SET OF TASKS:
a – From the Chapter 13 bankruptcy passage, list every result it says the filing and its repayment plan bring about for the homeowner.
b – Please condense the Chapter 13 bankruptcy passage, the paragraph starting "The main reason why," into a short bulleted list that keeps its main facts.
c – Carry on with the Chapter 13 bankruptcy passage, picking up after its final sentence.

QUOTED PASSAGE:
--

The main reason why someone would be a good candidate for a St. Louis Chapter 13 bankruptcy is if their home is about to be foreclosed upon. When you fall behind on your mortgage payments, and the bank or lending institution seeks to foreclose on the loan, filing a Missouri bankruptcy will stop the sale of the house. Once the Chapter 13 is filed, a repayment plan is created in which you can get caught up on the arrearage (and keep the home safe). This allows you to spread the amount owed out over a period of three to four years.

--

[Dataset entries]
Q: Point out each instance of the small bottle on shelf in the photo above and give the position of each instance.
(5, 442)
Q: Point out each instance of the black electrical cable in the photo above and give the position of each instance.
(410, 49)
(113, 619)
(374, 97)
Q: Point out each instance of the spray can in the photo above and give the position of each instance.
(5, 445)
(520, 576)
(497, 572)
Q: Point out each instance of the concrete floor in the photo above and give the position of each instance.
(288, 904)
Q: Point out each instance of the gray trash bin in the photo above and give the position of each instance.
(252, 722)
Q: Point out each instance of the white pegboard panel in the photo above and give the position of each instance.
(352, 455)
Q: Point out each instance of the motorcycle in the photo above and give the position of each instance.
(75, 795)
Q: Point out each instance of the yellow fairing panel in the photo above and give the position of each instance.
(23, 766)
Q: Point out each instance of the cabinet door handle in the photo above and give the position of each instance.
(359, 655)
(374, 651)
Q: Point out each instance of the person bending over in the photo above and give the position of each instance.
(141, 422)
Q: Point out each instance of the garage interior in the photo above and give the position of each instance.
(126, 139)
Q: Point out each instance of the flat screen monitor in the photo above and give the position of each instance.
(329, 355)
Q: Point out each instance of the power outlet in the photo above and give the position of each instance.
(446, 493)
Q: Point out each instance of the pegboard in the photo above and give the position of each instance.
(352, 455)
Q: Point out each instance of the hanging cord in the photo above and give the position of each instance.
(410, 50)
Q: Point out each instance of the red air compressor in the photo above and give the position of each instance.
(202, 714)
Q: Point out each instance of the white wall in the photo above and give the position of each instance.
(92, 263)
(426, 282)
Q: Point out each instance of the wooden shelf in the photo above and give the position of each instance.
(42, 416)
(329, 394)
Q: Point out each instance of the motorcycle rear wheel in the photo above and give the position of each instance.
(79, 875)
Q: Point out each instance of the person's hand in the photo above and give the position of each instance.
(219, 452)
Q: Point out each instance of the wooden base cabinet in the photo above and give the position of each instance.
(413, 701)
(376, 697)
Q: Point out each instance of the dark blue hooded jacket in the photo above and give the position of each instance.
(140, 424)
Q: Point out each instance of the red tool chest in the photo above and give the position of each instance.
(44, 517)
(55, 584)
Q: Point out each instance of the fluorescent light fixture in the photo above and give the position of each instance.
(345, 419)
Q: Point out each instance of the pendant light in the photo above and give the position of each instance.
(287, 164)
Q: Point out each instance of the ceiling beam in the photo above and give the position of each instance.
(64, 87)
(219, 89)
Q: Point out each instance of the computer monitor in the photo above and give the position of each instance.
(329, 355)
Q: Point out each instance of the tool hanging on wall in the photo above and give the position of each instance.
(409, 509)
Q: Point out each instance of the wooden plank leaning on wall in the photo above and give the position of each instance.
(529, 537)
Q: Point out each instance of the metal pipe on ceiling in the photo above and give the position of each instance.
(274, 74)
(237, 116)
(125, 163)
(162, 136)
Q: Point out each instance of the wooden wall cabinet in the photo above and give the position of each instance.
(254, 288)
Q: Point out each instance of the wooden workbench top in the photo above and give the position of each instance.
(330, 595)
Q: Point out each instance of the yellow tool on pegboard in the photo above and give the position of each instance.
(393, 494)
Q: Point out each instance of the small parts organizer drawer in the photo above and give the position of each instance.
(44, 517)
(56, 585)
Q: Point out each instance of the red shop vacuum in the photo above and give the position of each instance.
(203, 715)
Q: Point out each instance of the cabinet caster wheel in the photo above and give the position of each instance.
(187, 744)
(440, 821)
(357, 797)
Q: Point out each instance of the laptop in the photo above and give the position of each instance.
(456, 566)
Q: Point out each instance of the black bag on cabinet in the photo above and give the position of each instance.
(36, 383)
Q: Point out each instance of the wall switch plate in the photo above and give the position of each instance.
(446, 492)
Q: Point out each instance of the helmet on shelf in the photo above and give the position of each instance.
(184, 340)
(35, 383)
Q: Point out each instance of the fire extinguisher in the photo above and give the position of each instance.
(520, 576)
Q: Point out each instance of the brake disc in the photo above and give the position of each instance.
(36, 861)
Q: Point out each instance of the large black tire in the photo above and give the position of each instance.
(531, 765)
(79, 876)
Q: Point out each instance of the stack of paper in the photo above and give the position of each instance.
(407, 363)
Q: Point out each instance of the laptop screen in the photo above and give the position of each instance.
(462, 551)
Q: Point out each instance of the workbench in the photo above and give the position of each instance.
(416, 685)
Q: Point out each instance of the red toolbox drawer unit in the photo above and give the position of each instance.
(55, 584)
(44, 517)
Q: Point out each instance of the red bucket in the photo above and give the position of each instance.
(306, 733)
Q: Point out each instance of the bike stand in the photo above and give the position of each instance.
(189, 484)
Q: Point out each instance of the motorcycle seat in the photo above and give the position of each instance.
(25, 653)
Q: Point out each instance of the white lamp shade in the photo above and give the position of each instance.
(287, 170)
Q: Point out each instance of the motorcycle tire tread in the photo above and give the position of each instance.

--

ANSWERS BY ITEM NUMBER:
a –
- Stops the sale of the house
- Creates a repayment plan
- Lets you get caught up on the arrearage
- Keeps the home safe
- Spreads the amount owed over three to four years

b –
- The main reason to consider a St. Louis Chapter 13 bankruptcy is an upcoming home foreclosure.
- If you fall behind on mortgage payments and the lender moves to foreclose, filing a Missouri bankruptcy stops the sale of the house.
- After filing, a repayment plan lets you catch up on the arrearage and keep the home.
- The amount owed is spread over three to four years.

c –
Another reason why someone may wish to file a Chapter 13 is if they want to strip a second mortgage off of their house. Such a thing can be done in a 13 (but not a Chapter 7). So long as the fair market value of the home is less than the primary (or first) mortgage, then the junior lien holder can be stripped out. In doing so, you can potentially knock out tens of thousands of dollars on the overall amount owed on the house. Another scenario that makes a Chapter 13 attractive is that it allows you to pay off a car at a much lower interest rate than most people are dealing with; and, depending how long ago you purchased the automobile, it is also possible to pay the automobile off at the current fair market value as opposed to the balance of the actual loan. This is a possibility if the car was purchased 910 days or more before filing (which works out to be about two and a half years). So if you bought your car in 2007 (which is clearly more than 910 days ago), and the balance of the loan on the car is $13,000, but the Blue Book value is only $7,000, then when you file a Chapter 13 you would only pay back $7,000 over a period of three to five years (instead of the $13K still owed on the contract).